If you know me personally or know of me, you are aware that I did things like travel around the world to ride over 1000 roller coasters. If I am into a thing, I am committed to it or just super casual. To this sport, I was generally casual for a long time because I had no method to interface with it regularly. Until the Chili Bowl. After the Chili Bowl of 2019 when I got my own Flo account, I suddenly came to realize that there was infinite content of all sorts on the service. I watched Flo so frequently that it supplanted regular television. Plus I could take it anywhere - mobile devices and laptops fed it to me in Montana motel rooms and airports. I could stay connected and know what was happening. And that is crucial, because as I stated before, it is deep.
What do I mean by deep? Well, let’s think about baseball. If you know anything about the sociological aspects of baseball, you understand that while every ballpark is a diamond, none of them are exactly alike. They each represent aspects of the surrounding area in design, in food offerings, in views, in name. Dirt track racing is no different. Every track is an oval of some sort, but they are all different. They all have their own characteristics and each favors certain driving styles. They range from the mile circuits at Springfield and Duquoin to the 1/5 mile at Millbridge and even shorter tracks intended karts and “micros.”
”
Most of the tracks in the US operate weekly events, with cash payouts to drivers for performance in each race and also for a track championship. In many cases, geography and collaboration amongst tracks permits drivers to race for multiple track titles on a weekly basis with one track running Friday shows, another track running Saturday shows, and a third on Sundays or Thursdays. Beyond the tracks themselves are touring series which travel around the US. These bring higher caliber drivers and bigger paydays to these same tracks when they visit. The secret sauce then: The weekly drivers and the touring drivers are racing under the same rule sets, whether it be 410 Sprints, Big Block Modifieds, or Late Models. Also, geography determines what somewhere favors. Central New York is all about mods. Indiana is traditional sprint car country; wings not needed. The South loves them some redneck Ferraris, AKA late models.
How often do the touring series visit these different tracks? Well, the 2023 World of Outlaws Sprint Car schedule opened with 87 races and wound up even adding more. 87. They’re the biggest series in sprint cars, but not alone. Among other 410 winged sprint series (410 = 410 cubic inches, the maximum legal displacement of the engines), there’s the All Star Circuit of Champions, the Interstate Racing Series, and the Northern Auto Racing Club just to name a few. Plus the aforementioned track championships. There are literally thousands of such events just for winged 410 sprint cars on a yearly basis. One specific branch of one type of car.

### EXCERPTED DATA:
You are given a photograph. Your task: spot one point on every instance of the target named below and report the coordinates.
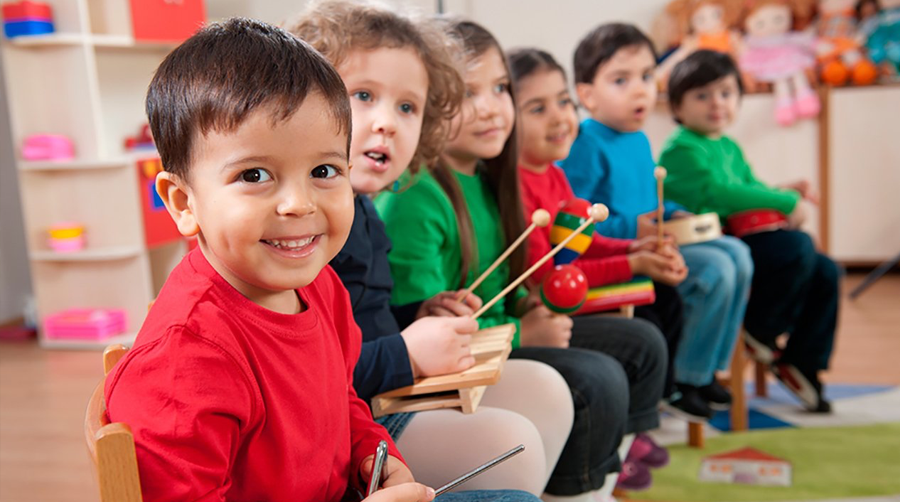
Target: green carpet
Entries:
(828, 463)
--
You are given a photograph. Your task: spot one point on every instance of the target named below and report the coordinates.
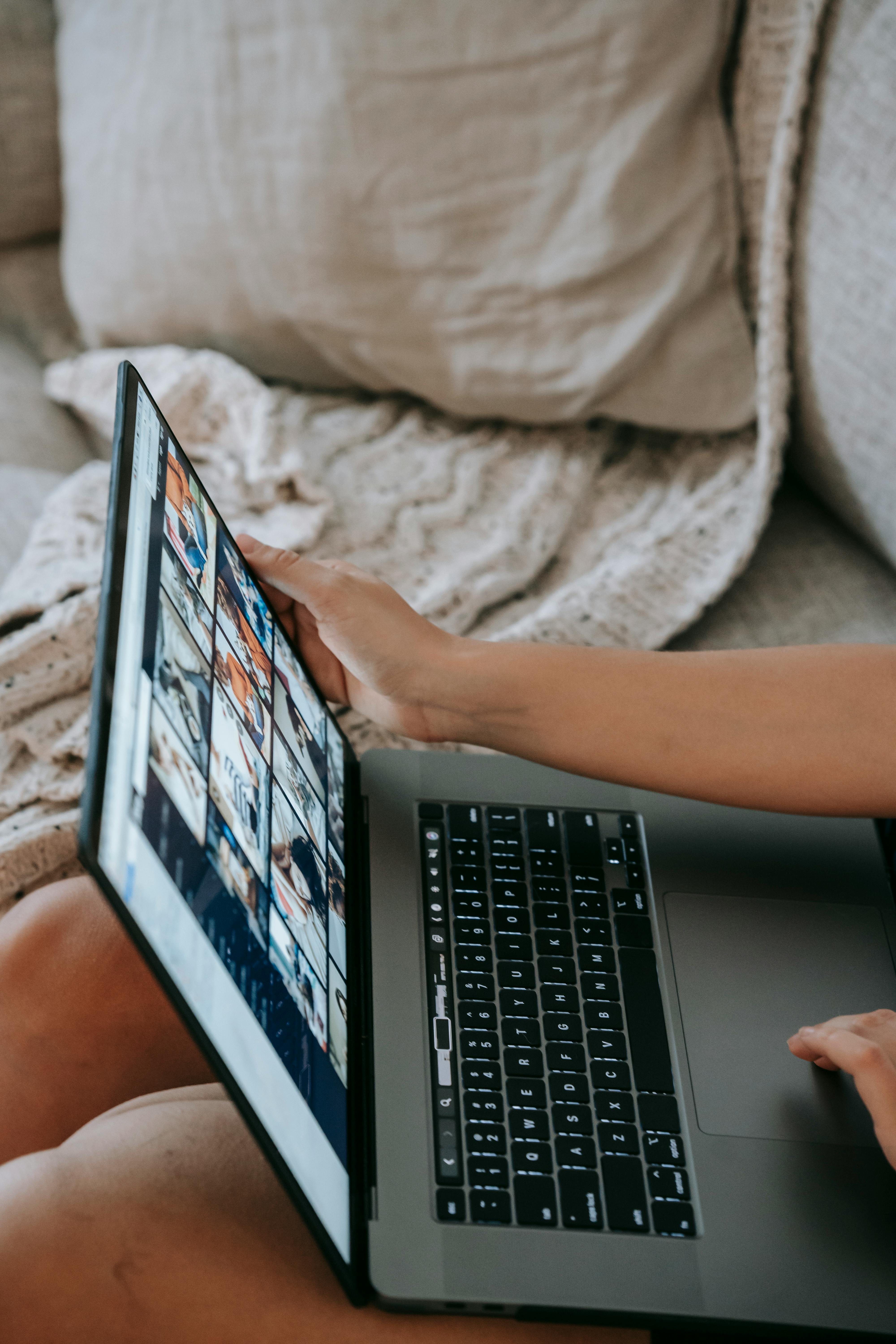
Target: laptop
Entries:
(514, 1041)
...
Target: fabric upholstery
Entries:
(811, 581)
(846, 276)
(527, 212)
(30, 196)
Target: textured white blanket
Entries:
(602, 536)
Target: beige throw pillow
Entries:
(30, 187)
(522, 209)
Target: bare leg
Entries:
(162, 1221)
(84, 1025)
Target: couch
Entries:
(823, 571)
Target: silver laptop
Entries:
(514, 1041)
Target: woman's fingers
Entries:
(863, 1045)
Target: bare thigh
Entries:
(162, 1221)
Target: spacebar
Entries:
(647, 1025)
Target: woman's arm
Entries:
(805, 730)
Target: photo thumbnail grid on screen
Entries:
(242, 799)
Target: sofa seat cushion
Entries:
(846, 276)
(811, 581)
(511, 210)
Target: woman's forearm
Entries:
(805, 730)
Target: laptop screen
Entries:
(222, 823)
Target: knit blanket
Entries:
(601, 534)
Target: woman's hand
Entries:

### PROBLEM STATEMENT:
Can you print everything from "How often do" down to "type of car." in the dirt track racing text, word for word?

### SOLUTION:
How often do the touring series visit these different tracks? Well, the 2023 World of Outlaws Sprint Car schedule opened with 87 races and wound up even adding more. 87. They’re the biggest series in sprint cars, but not alone. Among other 410 winged sprint series (410 = 410 cubic inches, the maximum legal displacement of the engines), there’s the All Star Circuit of Champions, the Interstate Racing Series, and the Northern Auto Racing Club just to name a few. Plus the aforementioned track championships. There are literally thousands of such events just for winged 410 sprint cars on a yearly basis. One specific branch of one type of car.